Let's start with the number that matters: $400 million.
That's the approximate value of the four-fight deal Canelo signed with Turki Al-Sheikh, the Saudi Arabian boxing power broker who has been systematically buying up the sport's biggest events. The deal was supposed to cement Canelo's legacy as the undisputed king of super middleweight for a generation. Instead, the first fight under the contract produced the worst result possible: a loss to Terence Crawford so decisive that it wasn't just a defeat, it was a demolition.
Crawford — the switch-hitting American genius who may be the most complete boxer of his generation — dominated Canelo over twelve rounds at the Allegiant Stadium. The scorecards weren't close. Canelo lost the WBC, IBF, WBA, and WBO super middleweight titles. He lost his standing as Mexico's boxing king. And he lost something harder to measure: the belief, shared by millions of Mexican fans, that he was simply better than everyone else.
Now he has to rebuild. And the rebuilding starts on September 12 in Saudi Arabia against a man called "The Assassin Panther."
Who Is Christian Mbilli?
Christian Mbilli is the kind of fighter who makes matchmakers nervous and fans salivate.
Born in Cameroon. Raised in France. Fighting out of Montreal, Canada. He holds the WBC super middleweight title — one of the four belts Canelo lost to Crawford. His professional record is impeccable: 28 wins, 0 losses, 23 knockouts. That's an 82% knockout ratio. The man doesn't win decisions. He ends fights.
Mbilli's fighting style is aggressive, forward-moving, and powerful. He's not a slick boxer like Crawford. He's not a counterpuncher. He comes to fight. He throws combinations in bunches. He has genuine one-punch power in both hands. And he has absolutely nothing to lose.
Think about it from Mbilli's perspective: you're a 29-year-old fighter from Montreal who has spent years clawing your way up the rankings, fighting in small halls and on undercards, waiting for the opportunity that every boxer dreams of. And now it's here. Canelo Álvarez — the biggest draw in boxing, the man who has generated over a billion dollars in pay-per-view revenue — wants to fight you. In Saudi Arabia. For a paycheck that will change your family's life for generations.
Pressure? What pressure? Mbilli is the champion. Canelo is the challenger. The entire narrative favors the underdog.
Why Canelo Picked Mbilli
Canelo had three options for his September return, according to Mexican sports daily CANCHA (via Luces del Siglo). Mbilli was the one that "pleases the Canelo team." Here's why:
1. The belt. Canelo wants to be a world champion again. Period. Not a former champion. Not a legend. A current, reigning champion. Mbilli holds the WBC title — the most prestigious belt in boxing and the one most associated with Mexican fighters (the WBC is headquartered in Mexico City). Beating Mbilli means Canelo walks out of Saudi Arabia as a world champion again. The narrative writes itself.
2. The style matchup. Mbilli is a come-forward fighter. He doesn't run. He doesn't hold. He engages. For Canelo — one of the greatest counterpunchers in boxing history — this is the ideal opponent. Crawford beat Canelo by being smarter, faster, and more versatile. Mbilli won't outbox Canelo. He'll try to outfight him. And that plays directly into Canelo's strengths.

# GIVEN INFORMATION
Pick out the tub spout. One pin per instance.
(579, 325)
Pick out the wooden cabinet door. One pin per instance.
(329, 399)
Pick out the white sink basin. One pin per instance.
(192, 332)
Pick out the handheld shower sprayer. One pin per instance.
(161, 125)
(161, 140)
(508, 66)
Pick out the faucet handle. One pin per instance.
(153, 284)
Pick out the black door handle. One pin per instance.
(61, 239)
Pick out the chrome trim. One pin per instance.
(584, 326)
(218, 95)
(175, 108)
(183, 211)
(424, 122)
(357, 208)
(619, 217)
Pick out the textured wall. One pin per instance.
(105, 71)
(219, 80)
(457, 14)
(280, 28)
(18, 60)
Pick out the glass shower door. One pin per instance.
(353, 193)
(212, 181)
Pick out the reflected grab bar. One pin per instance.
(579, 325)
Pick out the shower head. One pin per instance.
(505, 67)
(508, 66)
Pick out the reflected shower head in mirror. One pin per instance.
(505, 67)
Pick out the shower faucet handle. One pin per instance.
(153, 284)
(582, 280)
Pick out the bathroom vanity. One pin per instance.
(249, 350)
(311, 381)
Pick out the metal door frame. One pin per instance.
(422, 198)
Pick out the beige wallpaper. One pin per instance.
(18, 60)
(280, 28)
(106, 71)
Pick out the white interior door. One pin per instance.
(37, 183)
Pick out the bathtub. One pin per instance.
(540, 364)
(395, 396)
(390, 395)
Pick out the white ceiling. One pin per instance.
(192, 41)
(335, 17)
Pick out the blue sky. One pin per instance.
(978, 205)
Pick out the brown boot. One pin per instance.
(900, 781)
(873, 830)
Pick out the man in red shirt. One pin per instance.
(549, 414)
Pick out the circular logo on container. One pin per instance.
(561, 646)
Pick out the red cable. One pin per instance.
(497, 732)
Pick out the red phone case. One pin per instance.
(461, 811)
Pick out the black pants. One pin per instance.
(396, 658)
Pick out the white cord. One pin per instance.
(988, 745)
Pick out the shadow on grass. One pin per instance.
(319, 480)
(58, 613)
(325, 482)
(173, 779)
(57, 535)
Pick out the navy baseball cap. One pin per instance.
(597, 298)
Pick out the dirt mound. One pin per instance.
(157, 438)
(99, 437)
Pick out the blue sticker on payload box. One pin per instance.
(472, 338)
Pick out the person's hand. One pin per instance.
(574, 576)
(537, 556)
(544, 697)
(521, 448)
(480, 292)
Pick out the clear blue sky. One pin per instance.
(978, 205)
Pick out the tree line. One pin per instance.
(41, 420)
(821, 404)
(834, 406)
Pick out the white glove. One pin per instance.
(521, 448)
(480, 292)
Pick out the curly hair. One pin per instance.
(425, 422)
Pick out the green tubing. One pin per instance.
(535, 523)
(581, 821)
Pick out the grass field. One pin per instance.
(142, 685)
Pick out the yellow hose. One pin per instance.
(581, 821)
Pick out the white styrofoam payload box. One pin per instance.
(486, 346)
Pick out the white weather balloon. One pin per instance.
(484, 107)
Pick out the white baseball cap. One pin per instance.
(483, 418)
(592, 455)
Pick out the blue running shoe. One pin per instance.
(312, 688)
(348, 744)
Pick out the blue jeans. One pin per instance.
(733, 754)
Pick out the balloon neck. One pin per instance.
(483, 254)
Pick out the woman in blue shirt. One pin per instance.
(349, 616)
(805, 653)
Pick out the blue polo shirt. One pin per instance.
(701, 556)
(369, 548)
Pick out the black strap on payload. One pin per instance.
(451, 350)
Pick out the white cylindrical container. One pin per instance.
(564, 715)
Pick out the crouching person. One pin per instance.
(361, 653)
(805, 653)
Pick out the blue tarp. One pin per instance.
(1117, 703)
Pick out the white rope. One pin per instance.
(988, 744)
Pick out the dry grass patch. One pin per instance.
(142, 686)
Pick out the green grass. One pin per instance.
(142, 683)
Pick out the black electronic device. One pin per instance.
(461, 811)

# COMPLETE THE FOLLOWING
1) According to the article about Canelo Álvarez, what is Christian Mbilli's professional record?
2) In the entries, rename "payload box" to "cargo box" across the stretch from the line containing "Pick out the blue sticker" through the last entry, and return only that stretch with nothing else altered.
The entries bear no relation to the article about Canelo Álvarez.

# THE RESULTS
1) 28 wins, 0 losses, and 23 knockouts.

2)
Pick out the blue sticker on cargo box. One pin per instance.
(472, 338)
Pick out the person's hand. One pin per instance.
(574, 576)
(537, 556)
(544, 697)
(521, 448)
(480, 292)
Pick out the clear blue sky. One pin per instance.
(978, 205)
Pick out the tree line. One pin per instance.
(41, 420)
(821, 404)
(834, 406)
Pick out the white glove. One pin per instance.
(521, 448)
(480, 292)
Pick out the curly hair. One pin per instance.
(425, 422)
Pick out the green tubing. One pin per instance.
(535, 523)
(581, 821)
Pick out the grass field. One pin per instance.
(142, 685)
Pick out the yellow hose. One pin per instance.
(581, 821)
Pick out the white styrofoam cargo box. One pin per instance.
(486, 346)
Pick out the white weather balloon. One pin per instance.
(484, 107)
Pick out the white baseball cap. One pin per instance.
(483, 418)
(592, 455)
Pick out the blue running shoe. One pin per instance.
(312, 688)
(348, 744)
Pick out the blue jeans. One pin per instance.
(733, 754)
Pick out the balloon neck. One pin per instance.
(483, 254)
Pick out the woman in blue shirt. One pin per instance.
(349, 616)
(805, 653)
Pick out the blue polo shirt. One pin per instance.
(701, 556)
(369, 548)
Pick out the black strap on payload. One pin per instance.
(451, 350)
Pick out the white cylindrical container. One pin per instance.
(564, 715)
Pick out the crouching person. One pin per instance.
(361, 653)
(805, 653)
Pick out the blue tarp. One pin per instance.
(1117, 703)
Pick out the white rope. One pin per instance.
(988, 744)
Pick out the dry grass patch. One pin per instance.
(142, 686)
Pick out the green grass. One pin per instance.
(142, 683)
Pick out the black electronic device. One pin per instance.
(461, 811)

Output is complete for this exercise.